> The problem: In the comment on section 482, rewrite everything from "As between the" down to "than section 704.", changing "the IRS" to "the Service".

--- begin Source extract ---

Posted by: Monte Jackel | Mar 28, 2013 8:51:47 AM

Jackel raises a good point or two above.

Treasury's authority to issue regulations subjecting related party allocations within partnerships to section 482 aside, IRS personnel in the field in the early 2000s often issued FPAAs that invoked section 482 as a ground (among others) for invalidating partnership allocations in Son-of-BOSS and DAD shelters. It is pretty easy to find FPAAs submitted in public federal court filings that bear out this observation. More recently, the section 482 approach seems to have waned.

So let me ask.

Why have the international gnomes at IRS monopolized section 482? Back in the day, section 482 applied to domestic transactions as well. It is true that IRS Chief Counsel lawyers often get their heads handed to them by the Tax Court in cross-border section 482 cases, but that is no reason for the IRS to neglect section 482 in other contexts, including partnership allocations.

As between the two statutes, what does section 482 give the IRS from the standpoint of regulating abusive partnership allocations that section 704 does not? On its face, and historically, section 482 is a far more expansive legislative grant of authority to the IRS than section 704.

Within the community of tax practitioners, public and private, who has an interest in exalting section 704 over section 482 as the predominant IRS tool for combating abusive intra-partnership allocations among related parties? Who oversaw the drafting of the section 704 regulations 20-25 years ago? Who has parlayed that experience into a lucrative partnership taxation practice, not to mention a widely read partnership taxation treatise?

Finally, are Treasury and the IRS the victims of regulatory capture?

--- end Source extract ---
--- begin Collected material ---

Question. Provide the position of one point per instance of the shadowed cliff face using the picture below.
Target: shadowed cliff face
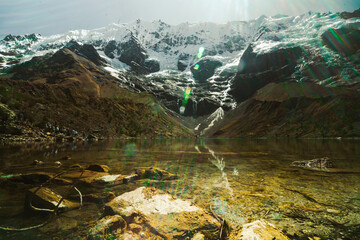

--- end Collected material ---

> Response to the task:
As between the two statutes, what does section 482 give the Service from the standpoint of regulating abusive partnership allocations that section 704 does not? On its face, and historically, section 482 is a far more expansive legislative grant of authority to the Service than section 704.